## Given exercise A
In the entries below, find each line that contains the string "green" and copy those lines out.

## Excerpted text
____________

Well, with a lot of help from my highly organised daughter, (I still can't help wondering where she came from and how someone so orderly and self disciplined ended up in our family!!) I have taken the plunge, and moved out of my office. So, no more fence sitting, I am now OFFICIALLY a full time painter and no longer an interior designer trying to squeeze the art into impossibly tiny gaps of free time.
The move went fairly smoothly, and by some sort of unfathomable magic, K has managed to turn the chaotic tip that passed as Max's study and my studio into a room which is now his study, my studio, my study and the remains of the El Gecko office, yet is more spacious than before!! (perhaps I should start a business hiring her out to help people organise their lives and create order out of chaos, she's had some good practice in the last few years! Any takers? Hee hee)
The owner of the gallery where my solo exhibition was due to open this week had a few crises, and has postponed till the 6th June. I must say I am relieved, I have been really stressing to get enough done, while simultaneously wrapping up jobs and closing the office etc. And i have just started on a whole new direction which i am quite excited about, and want to explore further, so the extra time is most welcome...... will post pix later in the week.
In the meantime, to much more important things.......
Calling all you creative types... A project i was talking about earlier this year, here on my blog, has now had its funding approved but, still really needs your help.

____________

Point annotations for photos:
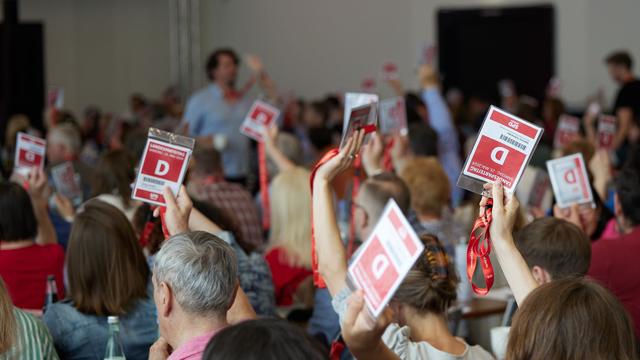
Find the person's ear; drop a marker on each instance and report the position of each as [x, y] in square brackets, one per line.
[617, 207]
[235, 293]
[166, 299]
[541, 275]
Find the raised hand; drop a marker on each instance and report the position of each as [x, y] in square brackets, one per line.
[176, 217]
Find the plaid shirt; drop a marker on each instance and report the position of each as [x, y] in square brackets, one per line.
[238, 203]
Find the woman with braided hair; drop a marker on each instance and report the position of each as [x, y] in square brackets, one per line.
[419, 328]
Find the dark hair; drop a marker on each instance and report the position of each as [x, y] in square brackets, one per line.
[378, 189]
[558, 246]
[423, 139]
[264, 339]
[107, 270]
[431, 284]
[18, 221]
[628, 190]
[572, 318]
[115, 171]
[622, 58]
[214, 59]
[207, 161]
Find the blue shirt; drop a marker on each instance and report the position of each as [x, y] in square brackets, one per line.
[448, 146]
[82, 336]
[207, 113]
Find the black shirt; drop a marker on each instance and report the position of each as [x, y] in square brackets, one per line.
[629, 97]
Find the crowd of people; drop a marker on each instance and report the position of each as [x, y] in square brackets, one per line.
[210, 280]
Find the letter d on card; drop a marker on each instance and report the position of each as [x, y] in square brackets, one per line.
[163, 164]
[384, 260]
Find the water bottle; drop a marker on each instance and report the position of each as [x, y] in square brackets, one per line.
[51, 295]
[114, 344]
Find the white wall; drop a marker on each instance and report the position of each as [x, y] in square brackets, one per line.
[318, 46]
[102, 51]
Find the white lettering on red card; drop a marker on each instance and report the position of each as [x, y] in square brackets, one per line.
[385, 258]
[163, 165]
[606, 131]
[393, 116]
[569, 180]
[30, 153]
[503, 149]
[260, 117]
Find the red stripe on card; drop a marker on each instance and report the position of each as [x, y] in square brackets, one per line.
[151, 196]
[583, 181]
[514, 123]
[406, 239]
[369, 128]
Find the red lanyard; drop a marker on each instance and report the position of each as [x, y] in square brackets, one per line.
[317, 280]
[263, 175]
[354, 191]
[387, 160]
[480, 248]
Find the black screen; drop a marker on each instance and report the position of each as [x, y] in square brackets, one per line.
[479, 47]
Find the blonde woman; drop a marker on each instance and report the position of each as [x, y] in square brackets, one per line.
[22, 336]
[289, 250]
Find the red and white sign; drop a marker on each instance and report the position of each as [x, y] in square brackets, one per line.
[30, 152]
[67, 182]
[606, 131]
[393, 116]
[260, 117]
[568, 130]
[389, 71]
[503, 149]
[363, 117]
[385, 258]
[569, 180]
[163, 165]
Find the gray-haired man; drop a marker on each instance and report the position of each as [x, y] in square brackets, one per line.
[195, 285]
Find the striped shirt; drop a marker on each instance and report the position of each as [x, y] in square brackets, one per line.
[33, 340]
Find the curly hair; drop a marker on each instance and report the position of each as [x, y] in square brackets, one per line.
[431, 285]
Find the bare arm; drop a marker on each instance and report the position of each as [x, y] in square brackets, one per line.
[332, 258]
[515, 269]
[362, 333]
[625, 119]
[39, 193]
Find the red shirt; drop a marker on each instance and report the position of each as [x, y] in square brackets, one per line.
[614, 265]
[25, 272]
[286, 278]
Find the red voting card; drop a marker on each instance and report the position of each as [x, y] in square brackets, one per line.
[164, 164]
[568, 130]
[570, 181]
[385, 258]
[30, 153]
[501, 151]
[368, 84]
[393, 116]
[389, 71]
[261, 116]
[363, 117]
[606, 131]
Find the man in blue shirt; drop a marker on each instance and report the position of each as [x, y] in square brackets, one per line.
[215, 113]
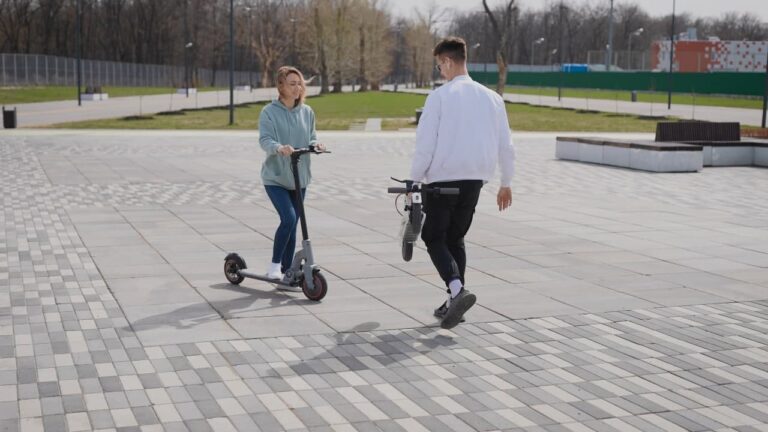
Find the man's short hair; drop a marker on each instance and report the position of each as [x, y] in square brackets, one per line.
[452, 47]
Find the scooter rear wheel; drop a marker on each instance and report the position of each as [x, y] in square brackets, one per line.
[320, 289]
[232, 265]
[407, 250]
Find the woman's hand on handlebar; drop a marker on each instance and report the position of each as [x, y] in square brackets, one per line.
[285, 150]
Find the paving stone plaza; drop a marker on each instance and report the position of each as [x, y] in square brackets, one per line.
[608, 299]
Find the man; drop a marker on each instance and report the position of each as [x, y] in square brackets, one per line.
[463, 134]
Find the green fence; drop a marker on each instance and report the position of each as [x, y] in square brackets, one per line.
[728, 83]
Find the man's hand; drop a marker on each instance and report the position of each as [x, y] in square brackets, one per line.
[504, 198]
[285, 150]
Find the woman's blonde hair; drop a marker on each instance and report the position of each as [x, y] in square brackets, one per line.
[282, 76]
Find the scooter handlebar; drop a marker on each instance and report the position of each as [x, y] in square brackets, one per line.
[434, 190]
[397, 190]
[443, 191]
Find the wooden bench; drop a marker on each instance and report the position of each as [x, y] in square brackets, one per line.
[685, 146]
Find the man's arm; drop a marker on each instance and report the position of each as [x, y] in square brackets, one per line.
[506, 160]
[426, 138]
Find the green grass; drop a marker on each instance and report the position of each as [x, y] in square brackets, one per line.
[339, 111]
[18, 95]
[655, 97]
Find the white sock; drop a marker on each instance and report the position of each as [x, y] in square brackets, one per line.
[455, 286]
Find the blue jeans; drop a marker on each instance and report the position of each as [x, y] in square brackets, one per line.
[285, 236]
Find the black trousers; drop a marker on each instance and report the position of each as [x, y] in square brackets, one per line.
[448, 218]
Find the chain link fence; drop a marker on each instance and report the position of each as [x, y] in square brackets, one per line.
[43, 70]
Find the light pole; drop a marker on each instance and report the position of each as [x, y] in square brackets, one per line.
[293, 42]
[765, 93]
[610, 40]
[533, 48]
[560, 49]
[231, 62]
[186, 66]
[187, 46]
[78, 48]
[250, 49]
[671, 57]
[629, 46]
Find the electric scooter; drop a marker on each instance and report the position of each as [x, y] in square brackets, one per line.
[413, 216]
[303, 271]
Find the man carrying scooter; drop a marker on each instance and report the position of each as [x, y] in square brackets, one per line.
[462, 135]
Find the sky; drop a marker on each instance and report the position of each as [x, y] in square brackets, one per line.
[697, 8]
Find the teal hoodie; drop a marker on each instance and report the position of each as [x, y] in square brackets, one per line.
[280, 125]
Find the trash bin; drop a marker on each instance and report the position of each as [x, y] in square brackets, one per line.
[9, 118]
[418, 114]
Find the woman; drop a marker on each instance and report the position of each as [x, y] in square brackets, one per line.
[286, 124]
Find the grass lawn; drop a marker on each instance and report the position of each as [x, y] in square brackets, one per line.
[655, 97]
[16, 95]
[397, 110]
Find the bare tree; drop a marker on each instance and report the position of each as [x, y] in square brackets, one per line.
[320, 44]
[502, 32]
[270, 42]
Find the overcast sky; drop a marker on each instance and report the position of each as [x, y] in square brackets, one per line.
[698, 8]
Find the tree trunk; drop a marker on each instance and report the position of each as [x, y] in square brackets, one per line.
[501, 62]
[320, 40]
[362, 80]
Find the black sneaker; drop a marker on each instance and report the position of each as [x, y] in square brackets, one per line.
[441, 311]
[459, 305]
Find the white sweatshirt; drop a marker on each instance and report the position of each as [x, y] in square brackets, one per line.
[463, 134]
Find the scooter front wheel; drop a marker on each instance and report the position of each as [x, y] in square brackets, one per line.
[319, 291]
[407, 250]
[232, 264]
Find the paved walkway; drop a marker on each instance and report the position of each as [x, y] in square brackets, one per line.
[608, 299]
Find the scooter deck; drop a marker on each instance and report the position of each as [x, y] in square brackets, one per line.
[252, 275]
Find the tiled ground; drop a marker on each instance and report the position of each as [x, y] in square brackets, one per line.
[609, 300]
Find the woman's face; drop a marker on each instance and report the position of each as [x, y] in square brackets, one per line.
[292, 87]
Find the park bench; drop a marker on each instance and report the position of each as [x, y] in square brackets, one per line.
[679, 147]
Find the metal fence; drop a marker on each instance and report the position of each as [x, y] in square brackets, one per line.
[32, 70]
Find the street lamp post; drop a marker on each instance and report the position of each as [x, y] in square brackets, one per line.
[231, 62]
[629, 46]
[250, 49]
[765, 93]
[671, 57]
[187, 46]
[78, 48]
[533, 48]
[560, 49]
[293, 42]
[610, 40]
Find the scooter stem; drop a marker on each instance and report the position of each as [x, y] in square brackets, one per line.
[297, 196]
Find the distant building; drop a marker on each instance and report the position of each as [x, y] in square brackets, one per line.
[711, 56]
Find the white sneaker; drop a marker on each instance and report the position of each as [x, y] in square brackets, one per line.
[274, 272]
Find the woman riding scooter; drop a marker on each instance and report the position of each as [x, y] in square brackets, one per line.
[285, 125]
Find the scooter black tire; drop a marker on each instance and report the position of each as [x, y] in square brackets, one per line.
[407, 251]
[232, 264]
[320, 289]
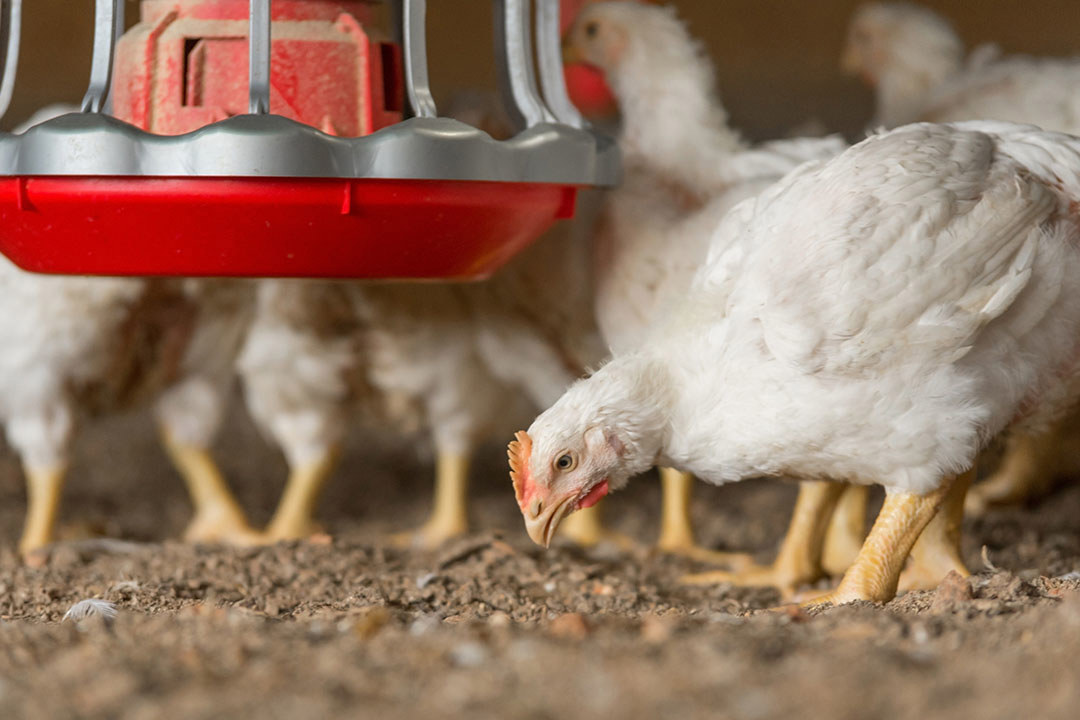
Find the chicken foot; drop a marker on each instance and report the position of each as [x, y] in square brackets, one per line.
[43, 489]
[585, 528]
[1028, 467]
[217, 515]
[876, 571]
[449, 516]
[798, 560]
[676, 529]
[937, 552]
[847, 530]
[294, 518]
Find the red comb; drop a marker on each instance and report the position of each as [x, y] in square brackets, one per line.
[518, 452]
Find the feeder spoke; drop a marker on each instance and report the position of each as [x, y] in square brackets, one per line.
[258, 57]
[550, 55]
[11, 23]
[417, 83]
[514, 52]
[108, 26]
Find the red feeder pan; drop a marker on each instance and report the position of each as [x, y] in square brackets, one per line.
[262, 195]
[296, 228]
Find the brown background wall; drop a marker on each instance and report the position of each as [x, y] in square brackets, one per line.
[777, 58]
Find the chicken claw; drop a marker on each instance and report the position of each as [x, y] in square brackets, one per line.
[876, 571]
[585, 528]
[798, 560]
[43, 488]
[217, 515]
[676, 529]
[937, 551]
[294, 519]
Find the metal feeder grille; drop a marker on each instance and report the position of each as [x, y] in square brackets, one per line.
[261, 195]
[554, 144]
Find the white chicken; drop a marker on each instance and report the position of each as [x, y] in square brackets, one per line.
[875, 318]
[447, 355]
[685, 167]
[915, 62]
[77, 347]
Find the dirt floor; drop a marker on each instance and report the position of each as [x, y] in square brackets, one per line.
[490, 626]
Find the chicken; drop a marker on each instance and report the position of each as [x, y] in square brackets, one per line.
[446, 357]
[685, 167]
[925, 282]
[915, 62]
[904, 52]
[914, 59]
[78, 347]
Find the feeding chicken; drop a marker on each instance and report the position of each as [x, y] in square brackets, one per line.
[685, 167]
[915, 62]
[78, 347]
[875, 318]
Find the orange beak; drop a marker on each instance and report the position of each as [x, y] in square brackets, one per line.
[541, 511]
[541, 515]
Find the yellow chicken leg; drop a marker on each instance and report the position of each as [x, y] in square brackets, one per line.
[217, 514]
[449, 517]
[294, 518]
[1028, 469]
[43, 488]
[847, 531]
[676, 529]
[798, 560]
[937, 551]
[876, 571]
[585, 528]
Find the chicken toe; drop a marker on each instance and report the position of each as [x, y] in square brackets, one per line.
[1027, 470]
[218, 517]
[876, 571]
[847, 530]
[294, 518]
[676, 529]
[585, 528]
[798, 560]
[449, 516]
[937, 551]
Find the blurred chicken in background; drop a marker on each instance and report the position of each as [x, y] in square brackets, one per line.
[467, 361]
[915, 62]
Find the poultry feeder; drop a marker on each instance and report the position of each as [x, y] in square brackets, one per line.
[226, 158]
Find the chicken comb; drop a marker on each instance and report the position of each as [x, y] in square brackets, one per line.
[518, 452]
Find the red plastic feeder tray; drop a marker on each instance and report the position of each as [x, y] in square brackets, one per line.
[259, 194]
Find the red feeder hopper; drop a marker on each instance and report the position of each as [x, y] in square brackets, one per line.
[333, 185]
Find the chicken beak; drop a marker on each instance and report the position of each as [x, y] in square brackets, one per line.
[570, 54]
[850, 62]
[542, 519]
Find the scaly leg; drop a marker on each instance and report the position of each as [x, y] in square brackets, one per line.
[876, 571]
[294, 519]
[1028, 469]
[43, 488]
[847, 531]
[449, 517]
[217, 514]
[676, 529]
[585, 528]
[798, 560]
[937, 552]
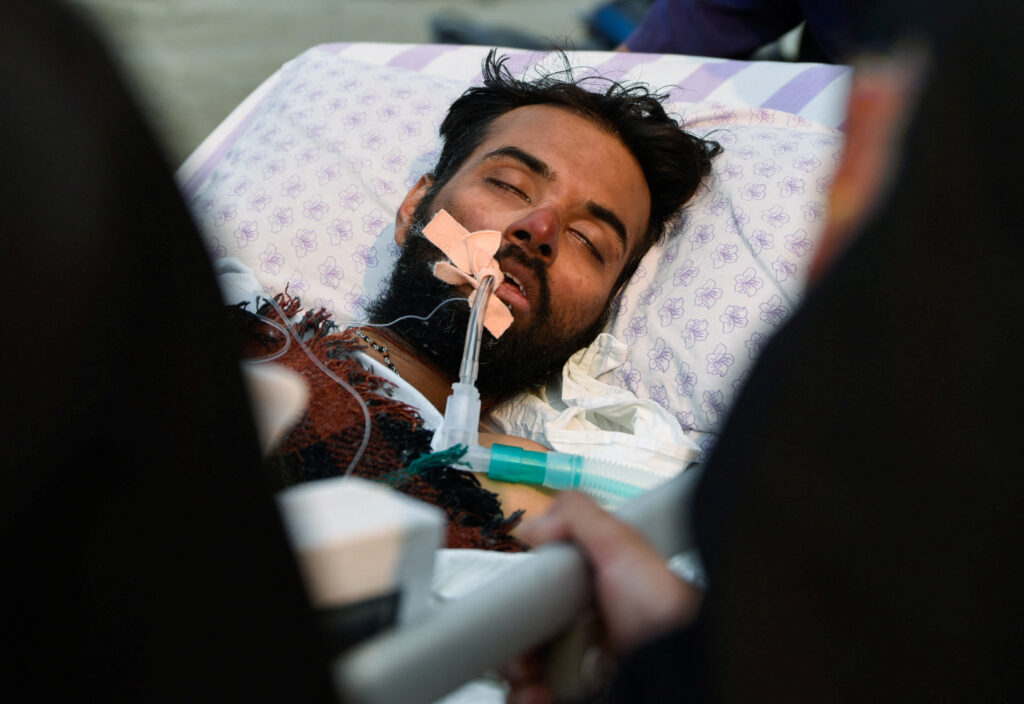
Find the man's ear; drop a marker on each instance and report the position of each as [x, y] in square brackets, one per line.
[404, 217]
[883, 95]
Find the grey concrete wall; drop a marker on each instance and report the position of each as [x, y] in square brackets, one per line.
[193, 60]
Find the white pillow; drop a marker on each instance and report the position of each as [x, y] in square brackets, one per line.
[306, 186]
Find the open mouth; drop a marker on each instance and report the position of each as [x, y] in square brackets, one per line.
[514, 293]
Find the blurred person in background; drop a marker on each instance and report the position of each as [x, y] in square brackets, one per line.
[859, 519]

____________

## Given exercise B
Please reproduce the whole blog post above word for word.

## Right answer A
Find the green fence; drop a marker on each instance and report the position of each as [x, y] in square brackets, one per line.
Find the green grass; drop a marker on each instance and report the position of each as [x, y] in square brackets, one per line.

## Right answer B
Well, with a lot of help from my highly organised daughter, (I still can't help wondering where she came from and how someone so orderly and self disciplined ended up in our family!!) I have taken the plunge, and moved out of my office. So, no more fence sitting, I am now OFFICIALLY a full time painter and no longer an interior designer trying to squeeze the art into impossibly tiny gaps of free time.
The move went fairly smoothly, and by some sort of unfathomable magic, K has managed to turn the chaotic tip that passed as Max's study and my studio into a room which is now his study, my studio, my study and the remains of the El Gecko office, yet is more spacious than before!! (perhaps I should start a business hiring her out to help people organise their lives and create order out of chaos, she's had some good practice in the last few years! Any takers? Hee hee)
The owner of the gallery where my solo exhibition was due to open this week had a few crises, and has postponed till the 6th June. I must say I am relieved, I have been really stressing to get enough done, while simultaneously wrapping up jobs and closing the office etc. And i have just started on a whole new direction which i am quite excited about, and want to explore further, so the extra time is most welcome...... will post pix later in the week.
In the meantime, to much more important things.......
Calling all you creative types... A project i was talking about earlier this year, here on my blog, has now had its funding approved but, still really needs your help.